## Исходный отрывок
Россия: народ и империя, 1552–1917 - Хоскинг Джеффри. Страница 77

Воодушевлённые примером Франции, салоны, естественно, пытались и формировать общественное мнение. С течением времени они становились менее исключительными и более демократичными. Прилежный посетитель собраний, князь П.А. Вяземский, писал: «Парижское общество было тогда республикой, управлявшейся олигархией нового сорта, состоявшей из интеллигентных людей и litterateurs» [11].

В России в салонах тоже можно усмотреть зародыш такой республики, доступ в которую был открыт для тех, кто отвечал требованиям светского общества: уметь вести разговор и быть способным на литературную импровизацию в форме эпиграммы, bout-rimés [12], стихотворения, с тем, чтобы записать небольшое сочинение в альбом какой-нибудь юной дамы или хозяйки салона.

Это означало, что в России «культурное строительство» происходило главным образом на зарубежной основе. Иначе говоря, гражданство зарождавшейся «республики образованных людей» предопределялось космополитическим воспитанием, при котором корни такого «гражданина» могли находиться в той же степени в Москве и Санкт-Петербурге, как в Париже и Лондоне (недаром романтический поэт в поэме Пушкина «Евгений Онегин» имел «геттингенскую душу»). Чтобы быть в полной степени русским, нужно было стать гражданином мира. С одной стороны, это значило, что русские интеллектуалы XIX века — и некоторые аристократы тоже — обладали широчайшей и универсальнейшей культурой и, пожалуй, не имели в этом отношении равных в Европе. С другой стороны, нигде в Европе элитные культуры и знания не были настолько отделены от церкви и рядовых людей, как в России. По терминологии Энтони Смита, горизонтальные связи, то есть связи с соседними элитами, намного перевешивали связи вертикальные, то есть связи с массами своей страны.

## Задание
Продолжите отрывок о русских салонах и отделённости образованной элиты от народа, начав сразу после его последнего предложения. Следующий далее список для работы не понадобится.

## Материал
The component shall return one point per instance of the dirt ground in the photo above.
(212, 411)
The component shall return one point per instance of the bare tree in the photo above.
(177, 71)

## Ответ
Ещё одной особенностью развития русской культуры являлось то, что власти, особенно после восстания декабристов, с глубоким подозрением воспринимали любое проявление гражданского чувства — филантропию, инициативы в сфере образования, добровольные ассоциации, — видя в них источники недовольств и бунта. С таким же отношением столкнулась и литература, хотя в дуэли с ищейками режима имела определённые преимущества. В отличие от музыки и живописи, литература состоит из слов и, следовательно, может непосредственно комментировать политические и социальные вопросы; но в то же время сами слова способны нести различную смысловую нагрузку и не поддаваться однородному толкованию. Это создавало большие проблемы для цензоров: нелегко, не поставив себя в глупое положение перед образованной публикой (к которой принадлежали и сами цензоры), приписать тексту одно прямолинейное значение и со спокойной совестью объявить его неприемлемым.

Кроме того, в России уже существовала сеть независимых от правительства типографий и книжных магазинов, сформировалась значительная масса читателей, хотя их вкусы и не всегда соответствовали стремлениям писателей. «Конвергенция капитализма и печатной техники» уже состоялась и начала создавать «воображённое общество», поддерживаемое не указами и постановлениями, а творениями талантливых писателей.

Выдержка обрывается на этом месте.